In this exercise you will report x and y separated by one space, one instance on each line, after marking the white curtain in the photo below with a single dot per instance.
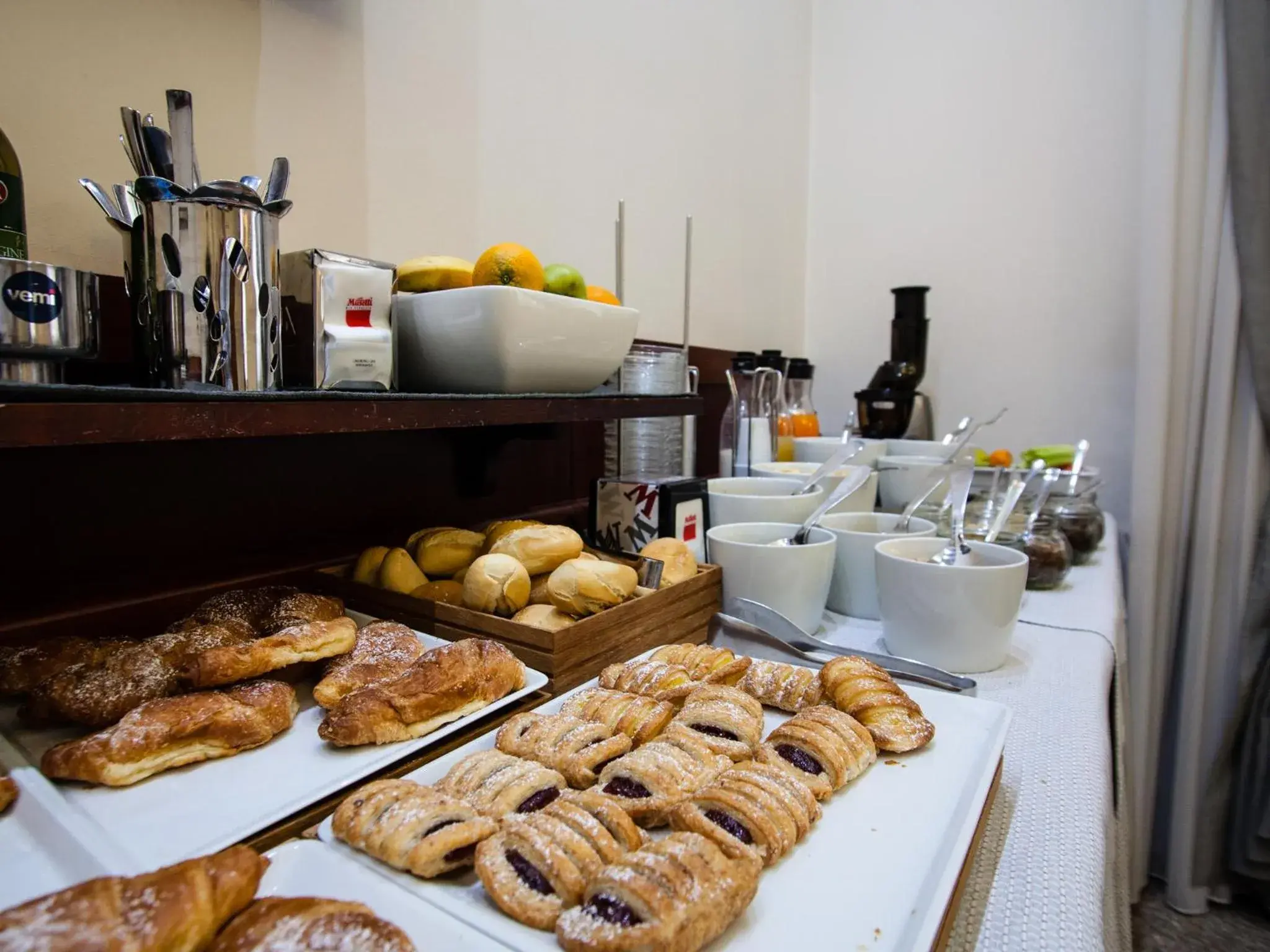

* * *

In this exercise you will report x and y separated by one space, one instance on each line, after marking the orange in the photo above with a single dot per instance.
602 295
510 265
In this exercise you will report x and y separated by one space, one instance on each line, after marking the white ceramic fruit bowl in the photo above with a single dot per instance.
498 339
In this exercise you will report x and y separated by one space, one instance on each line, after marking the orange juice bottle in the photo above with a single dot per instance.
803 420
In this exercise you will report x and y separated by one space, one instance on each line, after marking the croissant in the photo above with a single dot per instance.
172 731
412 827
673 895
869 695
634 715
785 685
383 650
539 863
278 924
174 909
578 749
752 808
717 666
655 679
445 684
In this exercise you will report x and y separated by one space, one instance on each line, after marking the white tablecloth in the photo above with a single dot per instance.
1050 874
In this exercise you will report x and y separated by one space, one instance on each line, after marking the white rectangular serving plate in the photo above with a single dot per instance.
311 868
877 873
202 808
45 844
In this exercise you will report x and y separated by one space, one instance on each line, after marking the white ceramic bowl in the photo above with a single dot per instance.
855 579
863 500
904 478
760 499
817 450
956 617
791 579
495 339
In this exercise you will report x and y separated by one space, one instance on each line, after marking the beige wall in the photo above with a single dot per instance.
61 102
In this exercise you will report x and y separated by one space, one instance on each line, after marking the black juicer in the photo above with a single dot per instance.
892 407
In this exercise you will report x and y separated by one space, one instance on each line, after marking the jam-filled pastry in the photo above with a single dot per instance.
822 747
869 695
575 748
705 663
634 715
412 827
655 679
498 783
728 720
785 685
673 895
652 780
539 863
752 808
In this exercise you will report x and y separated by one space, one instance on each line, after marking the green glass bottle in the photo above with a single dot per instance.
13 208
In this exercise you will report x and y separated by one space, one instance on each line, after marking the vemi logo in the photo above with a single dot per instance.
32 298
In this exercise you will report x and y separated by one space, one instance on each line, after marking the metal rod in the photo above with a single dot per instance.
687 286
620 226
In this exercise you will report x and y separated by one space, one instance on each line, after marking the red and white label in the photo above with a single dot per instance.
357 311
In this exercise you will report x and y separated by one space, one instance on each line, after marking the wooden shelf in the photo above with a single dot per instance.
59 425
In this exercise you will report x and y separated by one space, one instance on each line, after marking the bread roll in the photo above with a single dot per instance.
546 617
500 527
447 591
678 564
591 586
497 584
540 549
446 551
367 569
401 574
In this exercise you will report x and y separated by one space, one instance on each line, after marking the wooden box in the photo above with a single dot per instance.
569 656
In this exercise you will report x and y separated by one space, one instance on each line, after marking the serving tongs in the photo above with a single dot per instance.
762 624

* [The request] Pull out each line of the listing above that contains the word "serving".

* [Written response]
In this exercise you will report x and y separated by one space, one instance on each line, after marking the white rectangular serving plate in the photo above with a single dot per instance.
In this exercise you will report x and y separated by one space, one instance on each line, after marking the serving tongs in the photo above with a single dot per instance.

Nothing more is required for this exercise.